Quellenauszug:
»»

Wenn das am dürren Holze — das ist doch eine Stange —
geschieht, was soll am grünen werden? Und es wird auch etwas! Daß
der Rauhreif nicht nur Drähte zerreißen, sondern auch hohe Bäume
zerbrechen kann, sei nur nebenher erwähnt, denn das geschieht immerhin
seltener. Zumeist begnügt er sich, in souveräner Künstlerlaune den
Fichten eine Gestalt zu geben, wie sie toller und abenteuerlicher keine
Phantasie auszudenken vermag. — Zunächst überzieht sich jede einzelne
Nadel, jeder Zweig mit einem dichten Gespinst von allerzierlichster Arbeit
und doch von solchem Gewicht, daß die Zweige sich demütig immer
tiefer herabsenken. Ein Sonnenschein bricht durch und schmelzt im
Augenblick die zartesten Eisfasern, die am hangenden Zweige herabrinnen,
unten im Schatten schnell wieder gefrieren und sich durch neuen Zuschub
von oben zu immer längeren Eiszapfen auswachsen, die mit der Zeit
den Erdboden erreichen, aber nicht mehr als dünne Stäbe, wie sie an—
fingen, sondern, durch den Rauhreif selbst wieder in neue Arbeit ge⸗
nommen, zu handfesten Säulen gestaltet, die nun ihrerseits den Ästen als
gediegene und sehr wertvolle Stützen dienen.

««

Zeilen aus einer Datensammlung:
»»

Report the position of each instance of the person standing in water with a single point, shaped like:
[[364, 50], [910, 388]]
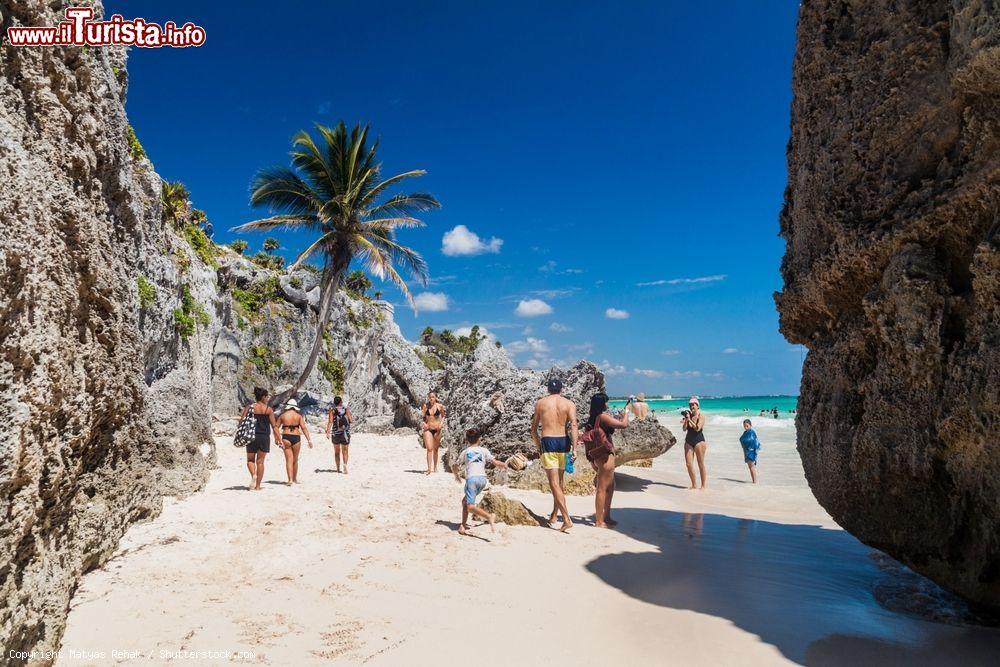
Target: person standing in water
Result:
[[751, 445], [264, 427], [693, 422], [638, 407], [293, 427], [554, 415], [338, 430], [600, 418], [433, 430]]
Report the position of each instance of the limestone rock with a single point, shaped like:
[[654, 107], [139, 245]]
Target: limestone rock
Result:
[[510, 512], [892, 278]]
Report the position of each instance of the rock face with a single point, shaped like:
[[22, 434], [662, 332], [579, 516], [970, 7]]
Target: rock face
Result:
[[892, 278], [91, 405]]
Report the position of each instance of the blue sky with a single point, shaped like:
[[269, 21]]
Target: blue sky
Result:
[[622, 164]]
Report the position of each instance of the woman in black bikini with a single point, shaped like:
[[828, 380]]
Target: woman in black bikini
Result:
[[605, 469], [265, 425], [293, 427], [694, 441], [433, 428]]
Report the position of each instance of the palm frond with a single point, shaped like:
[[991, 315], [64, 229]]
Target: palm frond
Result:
[[406, 205]]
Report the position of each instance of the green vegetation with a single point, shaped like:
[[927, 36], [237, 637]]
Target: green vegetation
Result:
[[338, 191], [190, 314], [432, 362], [445, 344], [147, 293], [138, 152], [357, 285], [266, 361], [252, 301], [201, 244]]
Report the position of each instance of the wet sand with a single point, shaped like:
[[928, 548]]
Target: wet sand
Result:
[[368, 568]]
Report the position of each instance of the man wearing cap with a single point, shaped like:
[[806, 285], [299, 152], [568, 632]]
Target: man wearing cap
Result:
[[555, 415]]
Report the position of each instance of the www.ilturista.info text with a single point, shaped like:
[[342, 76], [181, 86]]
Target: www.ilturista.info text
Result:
[[80, 30]]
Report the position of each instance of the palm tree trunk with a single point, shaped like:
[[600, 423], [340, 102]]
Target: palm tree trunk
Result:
[[329, 284]]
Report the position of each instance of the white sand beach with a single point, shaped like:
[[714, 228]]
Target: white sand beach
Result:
[[367, 568]]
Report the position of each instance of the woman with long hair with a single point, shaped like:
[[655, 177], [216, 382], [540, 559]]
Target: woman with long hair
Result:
[[600, 418], [433, 430], [293, 427], [264, 426], [695, 445]]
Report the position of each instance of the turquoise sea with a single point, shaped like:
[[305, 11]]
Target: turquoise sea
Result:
[[725, 406]]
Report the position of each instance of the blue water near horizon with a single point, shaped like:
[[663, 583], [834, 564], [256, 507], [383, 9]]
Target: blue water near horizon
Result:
[[726, 406]]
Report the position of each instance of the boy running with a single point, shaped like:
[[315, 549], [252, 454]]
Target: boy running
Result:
[[474, 458]]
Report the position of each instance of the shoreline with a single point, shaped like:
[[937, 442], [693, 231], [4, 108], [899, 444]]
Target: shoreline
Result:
[[368, 567]]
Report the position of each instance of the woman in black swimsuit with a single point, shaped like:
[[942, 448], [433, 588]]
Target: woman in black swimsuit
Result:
[[433, 428], [265, 425], [605, 469], [293, 427], [694, 441]]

««

Kurze Aufgabe:
Schreib den Text über den Rauhreif an den Fichten nach seinem letzten Satz weiter. Die Zeilen spielen hier keine Rolle.

Ergebnis der Übung:
Nun denke man sich einen solchen auf zahlreichen glitzernden Säulen
ruhenden Baum, dessen einzelne Aste und Zweige wiederum durch hundert
und aber hundert Säulchen gestützt und verbunden sind, und der ringsum
von einer wie Perlen und Diamanten schimmernden Eisfülle umgeben
ist — das ist ein Weihnachtsbaum, wie ihn kein menschliches Schmuck—
werk zustande bringt! Und nun einen solchen Wald, wo die Fichten
nicht regelmäßige Pyramiden sind, wie tiefer unten, sondern schon im
Sommer die allerbarocksten, verrenktesten Formen zeigen, da Baum für
Baum in so launenhaft phantastischem Aufputz: das kann ganz berückend
schön sein, wenn plötzlich die Sonne die schleichenden Dünste auflöst und
nun ein überschwengliches Funkeln und Leuchten aller Regenbogenfarben
in dem silbernen Zaubergewebe beginnt und zugleich ein leises Rieseln
und Raunen und Tupfen von Millionen abgleitender Tröpfchen; es kann
aber auch unheimlich bis zur Beängstigung sein, wenn schleichende Nebel
lautlos diese verhexte Wildnis durchwandern und die tollgewordenen
Baumgestalten noch ungeheuerlicher und spukhafter verzerren. Solcher
Anblick könnte allein schon das Entstehen der Hexensagen erklären, mit
denen die Volksphantasie diesen einsamen Gipfel umsponnen hat.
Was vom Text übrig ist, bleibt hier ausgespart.